Today, a small group of citizens delivered a letter to Penn State’s administration, asking them to put together a plan to get to zero carbon emissions by 2050 at the latest. The letter, initially signed by 48 faculty, staff, and one student became a petition signed by over 7,100 people including the initial signatories. For background, you can read about it at Onward State and The Centre Daily Times.
Below, I’ve pasted my personal email/letter (pardon the errors) that I sent them the administration this morning before going to the letter-delivery event and the Getting to Zero letter itself with its signatories included.
I want to personally thank the people who attended. They include State College residents Jackie Bonomo and Pam Steckler (PSU class of 1969), undergraduate student Kyle (whose last name I don’t know), Cricket Eccleston Hunter (PA-Interfaith Power and Light), Joe Cusumano (Prof. Engineering Science and Mechanics), Jim Eisenstein (Prof Emeritus of Political Science and food activist), Ben Wideman (3rd Way Collective, Mennonite minister), and Julia Spicher Kasdorf (Prof English and Women Studies, poet extraordinaire). Jonathan Brockopp, who co-authored the original letter with me is in Tunisia this week, but he was there in spirit. And I know that others wanted to be with us too and were not. Thanks for the good will and support. (See pictures at the Facebook page.)
And, thank you Senior Vice President for Finance and Business David Gray. It was heartening to be heard and met and hear the administration’s firm commitment to sustainability as foundational to Penn State’s ongoing strategic vision. It gives us hope that we will be working toward a strong climate commitment. It’s another step on the long road and bumpy road we lay and tread. We will be here to support you to take the next steps.

Dataset entries:
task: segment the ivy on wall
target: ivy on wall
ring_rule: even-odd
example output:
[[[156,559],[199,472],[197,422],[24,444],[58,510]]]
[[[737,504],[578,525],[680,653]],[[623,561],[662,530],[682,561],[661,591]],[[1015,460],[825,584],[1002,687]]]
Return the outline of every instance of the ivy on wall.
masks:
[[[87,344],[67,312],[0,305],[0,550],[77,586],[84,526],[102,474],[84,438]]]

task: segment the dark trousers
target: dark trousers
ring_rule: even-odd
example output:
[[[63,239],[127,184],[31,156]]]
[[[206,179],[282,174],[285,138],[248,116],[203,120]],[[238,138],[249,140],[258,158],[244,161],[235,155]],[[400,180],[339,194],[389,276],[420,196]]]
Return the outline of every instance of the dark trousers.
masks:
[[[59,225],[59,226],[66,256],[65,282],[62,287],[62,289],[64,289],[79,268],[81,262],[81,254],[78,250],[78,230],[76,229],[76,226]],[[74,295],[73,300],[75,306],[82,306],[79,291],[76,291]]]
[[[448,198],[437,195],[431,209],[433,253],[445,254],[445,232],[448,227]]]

[PROBLEMS]
**a.** Please repeat the part of the Getting to Zero post that begins with the words containing "Today, a small" and ends with "its signatories included.", switching "petition" to "campaign".
**b.** According to the Getting to Zero post, who co-authored the original letter?
Rely solely on the Getting to Zero post.

[EXPECTED ANSWERS]
**a.**
Today, a small group of citizens delivered a letter to Penn State’s administration, asking them to put together a plan to get to zero carbon emissions by 2050 at the latest. The letter, initially signed by 48 faculty, staff, and one student became a campaign signed by over 7,100 people including the initial signatories. For background, you can read about it at Onward State and The Centre Daily Times.
Below, I’ve pasted my personal email/letter (pardon the errors) that I sent them the administration this morning before going to the letter-delivery event and the Getting to Zero letter itself with its signatories included.

**b.** Jonathan Brockopp